Task brief | Copy nothing from the entries below except the lines from the one containing "the glass rim" through the one containing "the glass in", and copy those exactly.

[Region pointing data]
*** Begin section ***

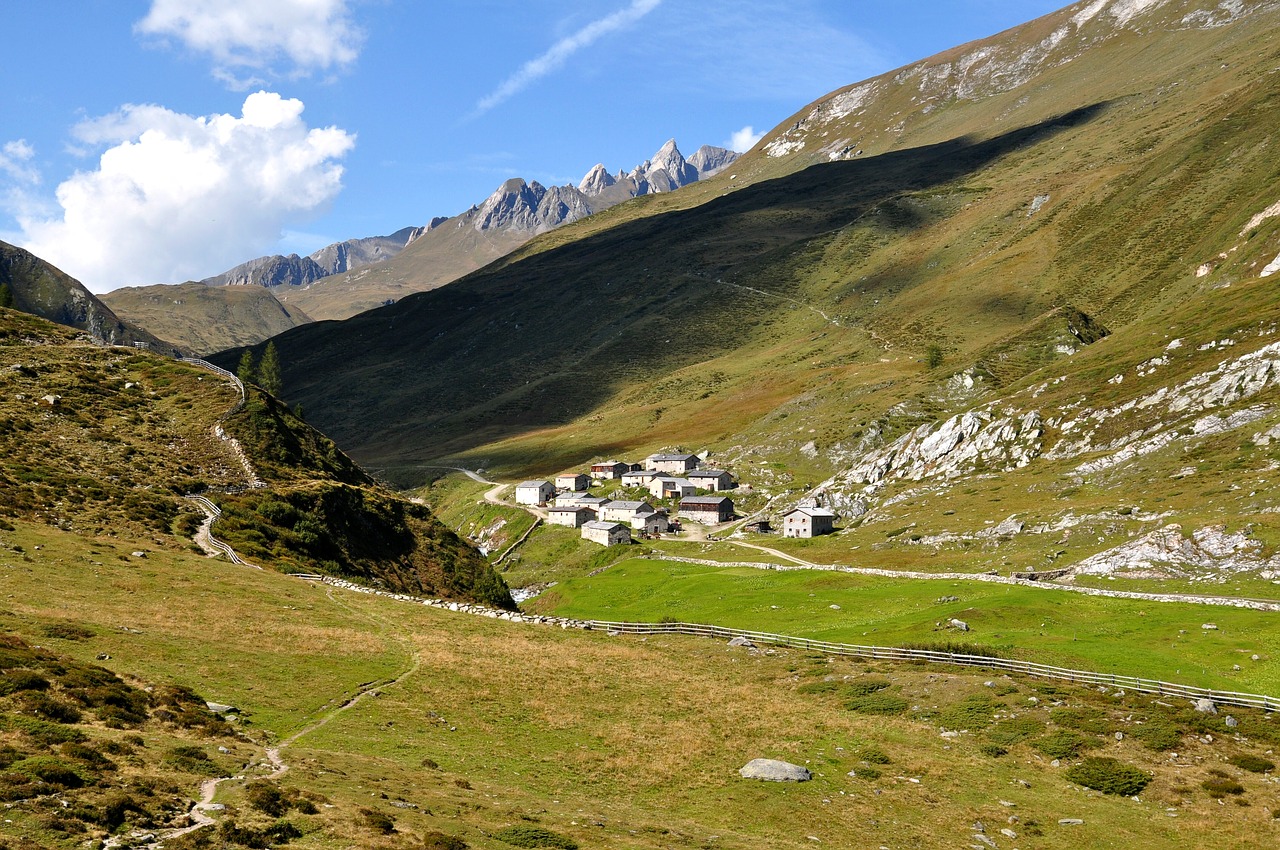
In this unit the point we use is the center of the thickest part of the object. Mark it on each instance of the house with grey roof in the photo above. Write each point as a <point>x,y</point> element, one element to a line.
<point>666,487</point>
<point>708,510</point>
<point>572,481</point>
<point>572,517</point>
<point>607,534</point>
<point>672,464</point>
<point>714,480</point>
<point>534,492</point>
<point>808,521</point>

*** End section ***
*** Begin section ***

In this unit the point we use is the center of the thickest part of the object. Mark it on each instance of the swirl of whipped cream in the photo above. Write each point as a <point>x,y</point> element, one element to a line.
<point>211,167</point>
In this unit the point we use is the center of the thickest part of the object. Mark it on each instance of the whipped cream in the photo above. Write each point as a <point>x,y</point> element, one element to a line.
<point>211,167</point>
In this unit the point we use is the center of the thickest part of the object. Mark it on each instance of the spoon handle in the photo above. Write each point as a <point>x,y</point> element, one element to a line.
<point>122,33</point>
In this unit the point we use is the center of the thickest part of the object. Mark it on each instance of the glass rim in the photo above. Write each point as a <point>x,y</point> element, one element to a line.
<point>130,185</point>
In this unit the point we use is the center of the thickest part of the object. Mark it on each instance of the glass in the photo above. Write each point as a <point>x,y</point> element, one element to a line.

*** End section ***
*** Begin section ***

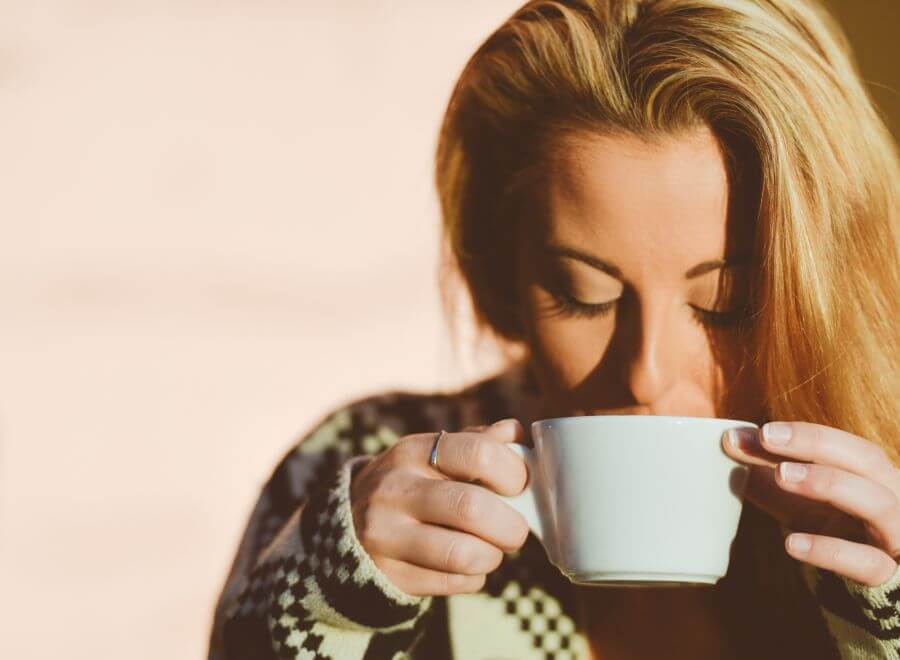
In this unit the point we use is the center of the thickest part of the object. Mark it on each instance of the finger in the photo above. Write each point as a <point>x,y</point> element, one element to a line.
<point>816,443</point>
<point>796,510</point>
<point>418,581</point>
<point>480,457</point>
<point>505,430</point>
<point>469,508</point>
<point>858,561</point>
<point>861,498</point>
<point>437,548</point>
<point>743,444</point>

*** End section ***

Task response |
In this unit the point we use is the center of the thickest part of the object. Mark it on each instance of the glass rim in the photo above. Write each point as a <point>x,y</point> element, one element to a line.
<point>130,185</point>
In this unit the point we use is the center of the thickest part of the object. Mark it on each instance of the glass in the photo above. Write each point as a <point>x,y</point> element, one element to a line.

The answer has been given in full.